Exercise inputs ->
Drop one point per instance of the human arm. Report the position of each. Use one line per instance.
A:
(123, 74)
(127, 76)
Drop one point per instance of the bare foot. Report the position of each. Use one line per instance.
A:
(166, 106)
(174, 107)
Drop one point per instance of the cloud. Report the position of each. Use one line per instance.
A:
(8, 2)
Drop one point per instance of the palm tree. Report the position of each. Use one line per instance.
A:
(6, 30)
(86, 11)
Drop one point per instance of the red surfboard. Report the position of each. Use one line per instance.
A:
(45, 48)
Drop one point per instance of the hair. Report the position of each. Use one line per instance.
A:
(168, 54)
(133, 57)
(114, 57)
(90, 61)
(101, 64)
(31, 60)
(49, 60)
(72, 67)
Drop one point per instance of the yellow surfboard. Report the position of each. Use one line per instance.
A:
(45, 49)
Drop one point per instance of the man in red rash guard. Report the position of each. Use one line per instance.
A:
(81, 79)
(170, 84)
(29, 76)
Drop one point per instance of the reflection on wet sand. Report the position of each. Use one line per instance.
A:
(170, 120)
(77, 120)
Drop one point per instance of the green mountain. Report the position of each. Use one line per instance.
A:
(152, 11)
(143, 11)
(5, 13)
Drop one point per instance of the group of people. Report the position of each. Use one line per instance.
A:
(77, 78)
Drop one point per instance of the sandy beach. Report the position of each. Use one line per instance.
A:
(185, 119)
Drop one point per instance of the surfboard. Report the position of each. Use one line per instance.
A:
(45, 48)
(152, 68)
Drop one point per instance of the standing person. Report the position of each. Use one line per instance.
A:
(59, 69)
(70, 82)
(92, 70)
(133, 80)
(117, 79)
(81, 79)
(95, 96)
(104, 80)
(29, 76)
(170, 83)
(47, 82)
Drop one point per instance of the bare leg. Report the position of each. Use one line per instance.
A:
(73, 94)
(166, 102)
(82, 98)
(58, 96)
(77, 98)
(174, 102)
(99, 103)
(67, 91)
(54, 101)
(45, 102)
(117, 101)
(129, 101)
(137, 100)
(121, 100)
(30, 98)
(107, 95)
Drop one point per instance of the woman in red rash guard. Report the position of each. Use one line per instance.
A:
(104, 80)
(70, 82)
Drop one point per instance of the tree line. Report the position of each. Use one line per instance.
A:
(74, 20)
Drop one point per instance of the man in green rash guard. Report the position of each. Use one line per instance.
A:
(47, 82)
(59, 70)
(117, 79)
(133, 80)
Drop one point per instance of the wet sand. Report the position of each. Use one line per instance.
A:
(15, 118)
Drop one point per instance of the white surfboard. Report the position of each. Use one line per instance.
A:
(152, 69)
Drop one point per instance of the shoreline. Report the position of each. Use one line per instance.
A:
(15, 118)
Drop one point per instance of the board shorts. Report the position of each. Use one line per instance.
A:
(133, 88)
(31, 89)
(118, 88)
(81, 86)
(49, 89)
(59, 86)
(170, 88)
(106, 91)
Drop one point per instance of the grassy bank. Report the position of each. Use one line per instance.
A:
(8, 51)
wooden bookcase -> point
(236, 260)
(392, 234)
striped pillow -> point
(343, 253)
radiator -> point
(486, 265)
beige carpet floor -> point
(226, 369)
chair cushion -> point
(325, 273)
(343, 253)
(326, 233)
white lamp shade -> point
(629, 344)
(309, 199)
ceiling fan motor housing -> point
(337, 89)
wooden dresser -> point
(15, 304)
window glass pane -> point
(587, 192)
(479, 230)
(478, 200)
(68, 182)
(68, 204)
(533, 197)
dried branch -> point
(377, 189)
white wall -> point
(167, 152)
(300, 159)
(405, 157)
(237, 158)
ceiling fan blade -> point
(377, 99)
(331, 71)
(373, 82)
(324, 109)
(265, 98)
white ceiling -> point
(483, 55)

What you are asked to do ->
Go through the entries above and copy each line holding the string "tree".

Answer below ->
Drop one point per instance of the palm tree. Report the position of each. Use one line per instance.
Drop one point per instance of the tree line. Report the position of each. Use one line per instance.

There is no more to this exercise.